TEKSTFRAGMENT —
——

Els Robeyns (Vooruit)
Ik wil me aansluiten bij de bezorgdheid van de twee voorgaande collega's. Ik denk inderdaad dat we waakzaam moeten zijn dat we de middelen van de tweede pijler, die terecht voor andere doelstellingen bestemd zijn, niet gaan uithollen. Dat kan niet de bedoeling zijn. We moeten het GLB gebruiken om de transitie naar de duurzame landbouw te maken. We moeten daar waakzaam voor zijn. Ik heb begrepen dat er in de Vlaamse Regering nog niet echt een duidelijk standpunt is over de pijler waaruit de middelen moeten komen. Ik deel die bezorgdheid en we zullen dat mee verder opvolgen.
De voorzitter
Minister Brouns heeft het woord.

——

AANGELEVERDE GEGEVENS —
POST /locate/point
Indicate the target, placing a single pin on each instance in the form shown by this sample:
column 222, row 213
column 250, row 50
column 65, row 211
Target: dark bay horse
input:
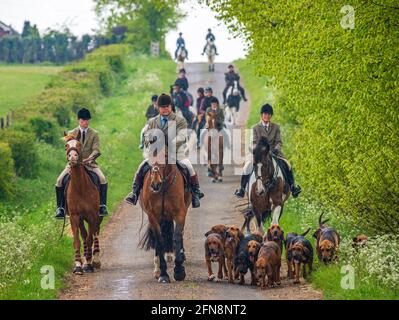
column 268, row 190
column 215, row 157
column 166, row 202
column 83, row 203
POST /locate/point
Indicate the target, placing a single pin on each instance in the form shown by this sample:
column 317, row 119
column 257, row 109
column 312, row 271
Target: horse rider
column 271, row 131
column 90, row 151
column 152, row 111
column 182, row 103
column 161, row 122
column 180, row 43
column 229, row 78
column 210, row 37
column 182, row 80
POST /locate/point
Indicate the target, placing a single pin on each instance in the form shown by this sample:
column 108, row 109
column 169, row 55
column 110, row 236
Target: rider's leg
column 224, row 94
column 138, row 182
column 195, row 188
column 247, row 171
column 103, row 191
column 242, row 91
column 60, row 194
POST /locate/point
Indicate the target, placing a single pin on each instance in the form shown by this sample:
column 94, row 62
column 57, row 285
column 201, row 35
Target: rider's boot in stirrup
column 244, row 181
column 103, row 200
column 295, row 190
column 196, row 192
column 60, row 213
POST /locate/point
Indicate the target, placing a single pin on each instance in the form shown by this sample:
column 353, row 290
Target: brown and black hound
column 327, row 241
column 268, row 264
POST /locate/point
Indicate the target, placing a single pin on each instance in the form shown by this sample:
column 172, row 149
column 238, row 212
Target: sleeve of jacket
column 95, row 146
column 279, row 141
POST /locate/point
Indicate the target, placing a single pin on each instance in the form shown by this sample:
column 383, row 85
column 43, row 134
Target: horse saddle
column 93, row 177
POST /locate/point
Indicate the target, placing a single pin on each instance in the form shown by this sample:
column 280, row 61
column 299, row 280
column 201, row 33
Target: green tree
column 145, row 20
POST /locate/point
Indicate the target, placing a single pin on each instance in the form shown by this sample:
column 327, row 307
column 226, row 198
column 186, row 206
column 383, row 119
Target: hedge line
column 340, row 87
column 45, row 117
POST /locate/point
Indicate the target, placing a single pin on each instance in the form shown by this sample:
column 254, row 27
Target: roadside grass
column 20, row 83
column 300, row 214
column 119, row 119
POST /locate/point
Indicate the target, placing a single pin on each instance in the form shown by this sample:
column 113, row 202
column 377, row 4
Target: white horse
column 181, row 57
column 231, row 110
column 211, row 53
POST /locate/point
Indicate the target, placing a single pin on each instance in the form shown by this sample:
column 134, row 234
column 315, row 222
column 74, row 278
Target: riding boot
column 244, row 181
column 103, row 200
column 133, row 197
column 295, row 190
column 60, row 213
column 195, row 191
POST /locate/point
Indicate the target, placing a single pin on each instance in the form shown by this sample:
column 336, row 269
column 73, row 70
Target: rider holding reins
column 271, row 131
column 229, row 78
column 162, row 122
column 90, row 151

——

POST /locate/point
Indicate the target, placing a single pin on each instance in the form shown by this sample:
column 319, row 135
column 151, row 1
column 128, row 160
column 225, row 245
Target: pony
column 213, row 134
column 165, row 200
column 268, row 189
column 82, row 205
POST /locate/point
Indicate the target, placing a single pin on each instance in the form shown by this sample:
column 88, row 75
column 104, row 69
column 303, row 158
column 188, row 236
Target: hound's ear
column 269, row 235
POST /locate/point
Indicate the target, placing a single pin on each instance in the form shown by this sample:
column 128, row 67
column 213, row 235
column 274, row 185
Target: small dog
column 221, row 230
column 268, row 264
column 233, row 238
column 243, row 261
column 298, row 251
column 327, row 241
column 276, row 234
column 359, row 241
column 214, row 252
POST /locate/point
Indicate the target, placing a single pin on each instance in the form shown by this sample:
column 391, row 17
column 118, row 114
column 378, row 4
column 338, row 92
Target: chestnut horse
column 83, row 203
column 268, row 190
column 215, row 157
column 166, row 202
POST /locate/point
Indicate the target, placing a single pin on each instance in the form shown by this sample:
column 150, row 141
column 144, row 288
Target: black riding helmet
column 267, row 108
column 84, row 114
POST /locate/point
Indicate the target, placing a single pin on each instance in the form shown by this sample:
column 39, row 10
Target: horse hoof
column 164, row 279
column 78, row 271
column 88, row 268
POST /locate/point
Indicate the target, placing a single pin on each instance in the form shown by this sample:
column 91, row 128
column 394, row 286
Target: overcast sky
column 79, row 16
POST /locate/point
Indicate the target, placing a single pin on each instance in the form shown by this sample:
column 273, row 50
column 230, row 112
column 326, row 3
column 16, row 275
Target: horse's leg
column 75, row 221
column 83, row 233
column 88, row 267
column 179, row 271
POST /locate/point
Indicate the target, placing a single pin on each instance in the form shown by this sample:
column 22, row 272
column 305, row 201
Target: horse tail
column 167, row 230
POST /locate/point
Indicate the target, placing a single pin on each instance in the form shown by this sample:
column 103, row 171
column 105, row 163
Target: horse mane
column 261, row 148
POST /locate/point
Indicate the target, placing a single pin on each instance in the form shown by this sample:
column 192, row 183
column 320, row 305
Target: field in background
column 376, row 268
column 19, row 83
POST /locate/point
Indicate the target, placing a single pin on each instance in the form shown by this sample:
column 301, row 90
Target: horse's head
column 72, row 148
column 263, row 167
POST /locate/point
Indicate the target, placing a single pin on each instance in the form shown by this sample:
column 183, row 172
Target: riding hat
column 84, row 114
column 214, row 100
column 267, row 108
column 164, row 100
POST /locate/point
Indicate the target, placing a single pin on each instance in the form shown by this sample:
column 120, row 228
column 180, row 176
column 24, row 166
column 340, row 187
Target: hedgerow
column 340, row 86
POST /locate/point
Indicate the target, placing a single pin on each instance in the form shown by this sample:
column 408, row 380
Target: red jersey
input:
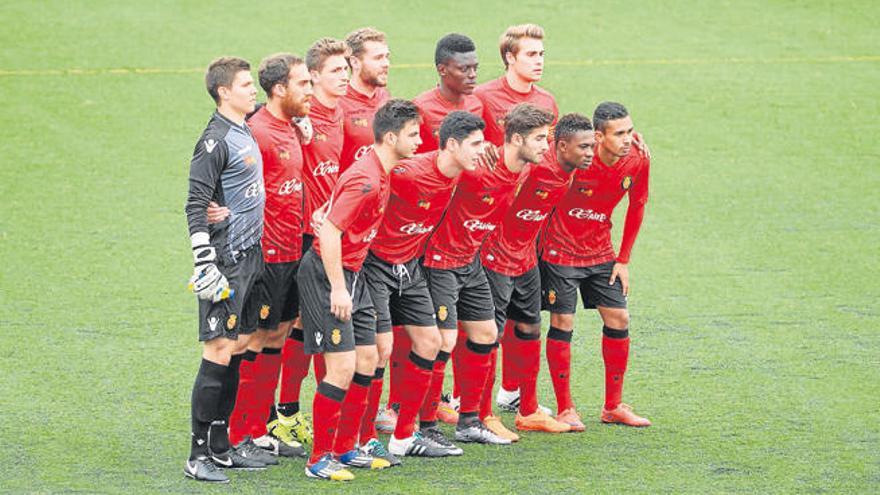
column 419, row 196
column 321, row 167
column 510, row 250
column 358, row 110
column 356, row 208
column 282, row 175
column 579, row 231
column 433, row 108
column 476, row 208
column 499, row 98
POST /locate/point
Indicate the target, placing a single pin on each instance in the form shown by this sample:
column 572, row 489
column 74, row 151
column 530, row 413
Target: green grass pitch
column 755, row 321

——

OPDRACHT — Kun je het debatfragment over de GLB-middelen uit de tweede pijler voortzetten vanaf de laatste zin?

UITWERKING —
Minister Jo Brouns
Collega's, ik denk dat we het erover eens zijn dat het geld van pijler 1 en pijler 2 van het Europese budget vandaag goed besteed wordt, zeker ook in het plattelandsbeleid. Daar is geen discussie over. Maar we hebben het net gehad over het crisisbeheer, het crisismanagement, gelet op de uitdagingen, ook in de landbouwsector. Het zijn ondernemers. Ze moeten voor een deel met risico kunnen omgaan. Maar ik denk niet dat we bij voorbaat zaken kunnen uitsluiten. Ik deel de bezorgdheden rond de inzet van de middelen zoals die vandaag gebeurt in functie van toekomstige uitgaven en mogelijke verschuivingen. Dat zullen we zeker samen moeten opvolgen en bewaken zodat elke euro die we kunnen inzetten voor de landbouwsector, zo juist mogelijk wordt ingezet.
De voorzitter
De vraag om uitleg is afgehandeld.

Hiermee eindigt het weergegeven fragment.